[Exercise aim] Your answer must be an exact copy of the records below, minus the pictures.

[Point localization data]
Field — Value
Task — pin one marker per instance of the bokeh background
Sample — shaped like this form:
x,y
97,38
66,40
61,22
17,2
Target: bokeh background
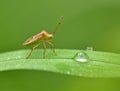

[Exercise answer]
Field — Value
Task — pin one marker per instance of the bokeh background
Sample — shaped like this form:
x,y
97,38
66,40
61,22
17,2
Target: bokeh background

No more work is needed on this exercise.